-- start of Rows --
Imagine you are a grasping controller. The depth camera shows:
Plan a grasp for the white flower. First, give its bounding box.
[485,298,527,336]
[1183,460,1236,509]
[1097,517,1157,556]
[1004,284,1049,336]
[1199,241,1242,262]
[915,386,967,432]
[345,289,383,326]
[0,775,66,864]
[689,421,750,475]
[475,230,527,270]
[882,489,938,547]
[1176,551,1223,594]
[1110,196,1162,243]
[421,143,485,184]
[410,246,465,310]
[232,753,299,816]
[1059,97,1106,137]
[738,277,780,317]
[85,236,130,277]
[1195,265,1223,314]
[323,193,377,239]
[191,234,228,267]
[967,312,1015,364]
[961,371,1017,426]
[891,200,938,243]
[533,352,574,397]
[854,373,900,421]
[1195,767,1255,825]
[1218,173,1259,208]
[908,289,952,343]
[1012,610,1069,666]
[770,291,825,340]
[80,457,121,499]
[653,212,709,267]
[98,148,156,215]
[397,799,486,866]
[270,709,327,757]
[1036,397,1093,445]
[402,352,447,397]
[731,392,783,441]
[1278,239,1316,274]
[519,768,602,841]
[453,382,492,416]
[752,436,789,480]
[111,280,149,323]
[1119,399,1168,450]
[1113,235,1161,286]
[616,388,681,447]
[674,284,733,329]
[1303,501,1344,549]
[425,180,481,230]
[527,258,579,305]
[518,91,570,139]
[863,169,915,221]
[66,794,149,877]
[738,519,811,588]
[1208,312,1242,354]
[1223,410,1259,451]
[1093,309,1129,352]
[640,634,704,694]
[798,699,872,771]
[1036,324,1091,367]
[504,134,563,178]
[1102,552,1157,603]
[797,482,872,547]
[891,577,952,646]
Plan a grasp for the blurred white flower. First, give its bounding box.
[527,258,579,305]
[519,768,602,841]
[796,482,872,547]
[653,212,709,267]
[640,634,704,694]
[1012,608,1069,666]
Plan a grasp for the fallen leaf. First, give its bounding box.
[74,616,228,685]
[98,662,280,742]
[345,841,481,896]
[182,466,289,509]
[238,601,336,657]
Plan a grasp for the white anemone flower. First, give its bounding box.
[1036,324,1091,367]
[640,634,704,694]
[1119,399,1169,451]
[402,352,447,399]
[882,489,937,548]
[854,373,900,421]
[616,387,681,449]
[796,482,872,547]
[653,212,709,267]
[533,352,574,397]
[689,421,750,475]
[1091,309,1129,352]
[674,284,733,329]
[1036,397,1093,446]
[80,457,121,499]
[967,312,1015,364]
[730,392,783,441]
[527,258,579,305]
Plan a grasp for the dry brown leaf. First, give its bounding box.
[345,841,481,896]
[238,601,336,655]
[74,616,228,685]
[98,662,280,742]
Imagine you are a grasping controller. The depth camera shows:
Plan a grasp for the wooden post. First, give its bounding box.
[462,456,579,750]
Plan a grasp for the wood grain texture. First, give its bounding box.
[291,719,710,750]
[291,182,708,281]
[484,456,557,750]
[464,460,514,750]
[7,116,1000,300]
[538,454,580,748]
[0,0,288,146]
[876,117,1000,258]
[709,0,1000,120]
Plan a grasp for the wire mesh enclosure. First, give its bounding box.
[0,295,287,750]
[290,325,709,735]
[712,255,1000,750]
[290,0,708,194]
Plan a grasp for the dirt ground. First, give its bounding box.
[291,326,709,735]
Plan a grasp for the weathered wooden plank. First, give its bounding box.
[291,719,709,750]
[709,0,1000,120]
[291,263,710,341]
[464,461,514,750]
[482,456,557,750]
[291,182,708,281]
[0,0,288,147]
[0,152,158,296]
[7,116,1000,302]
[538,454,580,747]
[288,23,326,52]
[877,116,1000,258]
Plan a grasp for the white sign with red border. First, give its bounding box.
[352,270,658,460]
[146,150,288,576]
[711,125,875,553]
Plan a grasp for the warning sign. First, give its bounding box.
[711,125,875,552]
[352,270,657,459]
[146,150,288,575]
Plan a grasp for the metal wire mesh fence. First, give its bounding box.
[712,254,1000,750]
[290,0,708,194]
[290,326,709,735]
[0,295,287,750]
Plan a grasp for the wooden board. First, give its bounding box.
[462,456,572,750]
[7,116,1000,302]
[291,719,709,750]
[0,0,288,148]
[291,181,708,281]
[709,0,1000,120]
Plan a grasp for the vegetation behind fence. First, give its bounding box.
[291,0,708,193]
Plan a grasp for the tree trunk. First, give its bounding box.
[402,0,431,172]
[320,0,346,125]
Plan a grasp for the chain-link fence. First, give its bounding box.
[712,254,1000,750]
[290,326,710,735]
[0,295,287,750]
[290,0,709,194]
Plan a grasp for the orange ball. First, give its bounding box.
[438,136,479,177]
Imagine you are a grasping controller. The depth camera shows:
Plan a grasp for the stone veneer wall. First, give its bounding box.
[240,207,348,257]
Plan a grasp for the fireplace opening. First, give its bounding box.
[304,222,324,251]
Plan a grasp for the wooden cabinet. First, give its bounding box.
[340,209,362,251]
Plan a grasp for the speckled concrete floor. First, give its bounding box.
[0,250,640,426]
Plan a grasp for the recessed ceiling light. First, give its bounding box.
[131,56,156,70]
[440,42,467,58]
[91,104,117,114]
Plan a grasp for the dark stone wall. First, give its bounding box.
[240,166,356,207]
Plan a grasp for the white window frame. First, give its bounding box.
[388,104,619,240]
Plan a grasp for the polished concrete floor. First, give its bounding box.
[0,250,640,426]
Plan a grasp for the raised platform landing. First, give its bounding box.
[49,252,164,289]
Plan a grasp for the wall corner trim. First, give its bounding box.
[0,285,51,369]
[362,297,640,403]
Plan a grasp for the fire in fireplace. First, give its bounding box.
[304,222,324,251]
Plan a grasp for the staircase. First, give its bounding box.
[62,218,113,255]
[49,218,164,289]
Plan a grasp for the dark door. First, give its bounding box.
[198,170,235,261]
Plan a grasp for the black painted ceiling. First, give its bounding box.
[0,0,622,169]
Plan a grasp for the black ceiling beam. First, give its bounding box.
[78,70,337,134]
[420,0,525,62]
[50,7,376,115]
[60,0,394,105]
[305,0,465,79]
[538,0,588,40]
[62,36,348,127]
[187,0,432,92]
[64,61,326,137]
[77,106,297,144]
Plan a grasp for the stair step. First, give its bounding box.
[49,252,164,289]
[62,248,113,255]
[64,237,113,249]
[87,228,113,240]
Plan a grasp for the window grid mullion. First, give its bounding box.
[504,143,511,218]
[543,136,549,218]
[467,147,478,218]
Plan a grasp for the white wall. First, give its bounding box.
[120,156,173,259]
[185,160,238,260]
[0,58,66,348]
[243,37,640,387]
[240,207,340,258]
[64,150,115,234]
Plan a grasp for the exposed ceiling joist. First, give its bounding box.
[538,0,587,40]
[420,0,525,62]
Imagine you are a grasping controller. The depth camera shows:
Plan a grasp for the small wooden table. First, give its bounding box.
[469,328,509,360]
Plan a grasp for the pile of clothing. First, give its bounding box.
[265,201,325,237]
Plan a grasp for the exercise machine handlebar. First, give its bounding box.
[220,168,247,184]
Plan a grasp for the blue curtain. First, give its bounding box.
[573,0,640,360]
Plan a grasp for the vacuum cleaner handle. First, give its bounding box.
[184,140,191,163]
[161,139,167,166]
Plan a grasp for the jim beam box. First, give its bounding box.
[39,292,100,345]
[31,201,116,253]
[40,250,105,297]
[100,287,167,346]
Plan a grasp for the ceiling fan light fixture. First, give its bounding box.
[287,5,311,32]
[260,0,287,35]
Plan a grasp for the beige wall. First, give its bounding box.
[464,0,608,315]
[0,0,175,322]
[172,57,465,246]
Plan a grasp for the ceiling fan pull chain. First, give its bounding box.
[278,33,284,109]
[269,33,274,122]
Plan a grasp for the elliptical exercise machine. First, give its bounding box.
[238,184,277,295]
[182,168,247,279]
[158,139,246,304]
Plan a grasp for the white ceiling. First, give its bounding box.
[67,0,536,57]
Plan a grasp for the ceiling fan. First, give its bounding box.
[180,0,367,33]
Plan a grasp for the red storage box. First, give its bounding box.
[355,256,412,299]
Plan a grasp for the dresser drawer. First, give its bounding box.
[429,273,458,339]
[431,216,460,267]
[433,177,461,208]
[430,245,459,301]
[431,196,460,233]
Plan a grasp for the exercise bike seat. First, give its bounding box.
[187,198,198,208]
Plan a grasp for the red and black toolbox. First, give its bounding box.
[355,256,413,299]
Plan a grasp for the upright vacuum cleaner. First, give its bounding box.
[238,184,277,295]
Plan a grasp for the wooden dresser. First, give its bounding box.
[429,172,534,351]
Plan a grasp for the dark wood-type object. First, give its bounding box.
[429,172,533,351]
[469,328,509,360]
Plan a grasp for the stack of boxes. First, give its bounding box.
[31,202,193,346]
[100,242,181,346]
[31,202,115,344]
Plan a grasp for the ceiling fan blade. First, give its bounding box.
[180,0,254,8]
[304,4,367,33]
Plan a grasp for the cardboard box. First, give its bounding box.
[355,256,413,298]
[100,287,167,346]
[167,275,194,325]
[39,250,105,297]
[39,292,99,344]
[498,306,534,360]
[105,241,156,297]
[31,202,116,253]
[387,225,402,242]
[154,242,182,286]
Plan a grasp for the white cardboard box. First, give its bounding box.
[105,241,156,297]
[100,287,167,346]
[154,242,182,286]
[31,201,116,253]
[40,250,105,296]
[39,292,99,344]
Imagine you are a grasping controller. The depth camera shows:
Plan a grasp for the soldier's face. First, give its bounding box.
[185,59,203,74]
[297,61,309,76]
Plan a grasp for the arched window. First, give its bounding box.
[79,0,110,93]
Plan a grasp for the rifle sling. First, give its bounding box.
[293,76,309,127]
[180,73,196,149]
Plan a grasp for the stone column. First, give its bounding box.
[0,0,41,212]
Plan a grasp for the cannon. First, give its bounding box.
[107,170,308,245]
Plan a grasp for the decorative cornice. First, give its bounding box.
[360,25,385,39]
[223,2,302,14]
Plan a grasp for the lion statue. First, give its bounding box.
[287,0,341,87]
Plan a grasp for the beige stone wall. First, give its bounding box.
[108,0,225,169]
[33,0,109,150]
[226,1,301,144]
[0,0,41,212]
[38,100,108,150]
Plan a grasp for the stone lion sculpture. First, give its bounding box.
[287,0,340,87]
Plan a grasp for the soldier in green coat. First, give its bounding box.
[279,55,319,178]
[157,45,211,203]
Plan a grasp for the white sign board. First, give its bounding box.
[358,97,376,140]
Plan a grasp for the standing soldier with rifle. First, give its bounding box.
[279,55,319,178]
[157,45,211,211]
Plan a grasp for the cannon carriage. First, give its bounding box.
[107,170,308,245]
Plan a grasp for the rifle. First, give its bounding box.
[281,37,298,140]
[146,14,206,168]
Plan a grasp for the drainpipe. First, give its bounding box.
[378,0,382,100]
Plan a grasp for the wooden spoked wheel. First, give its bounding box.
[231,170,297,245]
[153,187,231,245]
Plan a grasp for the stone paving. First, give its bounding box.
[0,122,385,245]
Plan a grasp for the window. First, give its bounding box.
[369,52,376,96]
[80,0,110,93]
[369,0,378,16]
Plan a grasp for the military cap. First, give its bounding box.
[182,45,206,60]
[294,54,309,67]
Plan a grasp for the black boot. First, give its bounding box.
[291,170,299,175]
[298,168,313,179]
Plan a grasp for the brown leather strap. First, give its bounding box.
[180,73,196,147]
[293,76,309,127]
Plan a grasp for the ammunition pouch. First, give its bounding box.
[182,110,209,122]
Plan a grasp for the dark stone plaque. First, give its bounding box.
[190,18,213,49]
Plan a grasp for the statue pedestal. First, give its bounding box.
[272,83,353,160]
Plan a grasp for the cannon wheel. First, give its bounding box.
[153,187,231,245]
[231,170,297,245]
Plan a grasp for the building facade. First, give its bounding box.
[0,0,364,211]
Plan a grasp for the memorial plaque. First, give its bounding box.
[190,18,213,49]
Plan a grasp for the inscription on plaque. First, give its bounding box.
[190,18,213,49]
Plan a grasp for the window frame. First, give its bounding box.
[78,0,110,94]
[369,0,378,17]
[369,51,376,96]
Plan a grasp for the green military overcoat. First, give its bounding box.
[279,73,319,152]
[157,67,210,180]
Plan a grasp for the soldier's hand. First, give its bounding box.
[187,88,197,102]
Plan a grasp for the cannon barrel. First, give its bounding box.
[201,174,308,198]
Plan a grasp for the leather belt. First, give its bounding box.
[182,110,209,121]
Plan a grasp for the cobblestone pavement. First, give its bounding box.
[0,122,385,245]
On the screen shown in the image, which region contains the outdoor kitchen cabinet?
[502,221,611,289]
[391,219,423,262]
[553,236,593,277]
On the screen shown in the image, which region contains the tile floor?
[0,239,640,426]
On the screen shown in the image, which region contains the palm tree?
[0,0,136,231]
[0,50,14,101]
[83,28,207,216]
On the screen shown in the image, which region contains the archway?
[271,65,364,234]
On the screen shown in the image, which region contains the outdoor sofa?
-- end of Rows --
=== Stated task ===
Lay out the lines between the one holding "Plan a grasp for the window grid" and the one holding "[265,201,325,237]", inclusive, as a Markdown table with two columns, No. and Line. Number each line in No. and skip any blank lines.

=== Exercise answer ===
| No. | Line |
|---|---|
| 1 | Plan a grasp for the window grid mullion. First, give its bounding box. |
| 2 | [504,143,511,218] |
| 3 | [543,136,549,218] |
| 4 | [467,147,478,218] |
| 5 | Plan a grasp for the white wall. First, give its bounding box. |
| 6 | [120,156,173,259] |
| 7 | [185,160,238,260] |
| 8 | [0,58,66,348] |
| 9 | [243,37,640,387] |
| 10 | [240,207,340,258] |
| 11 | [64,150,115,234] |
| 12 | Plan a grasp for the exposed ceiling joist. First, give its bounding box. |
| 13 | [538,0,587,40] |
| 14 | [420,0,525,62] |
| 15 | Imagine you are a grasping controller. The depth camera shows: |
| 16 | Plan a grasp for the small wooden table. First, give its bounding box. |
| 17 | [469,328,509,360] |
| 18 | Plan a grasp for the pile of clothing. First, give its bounding box. |
| 19 | [265,201,325,237] |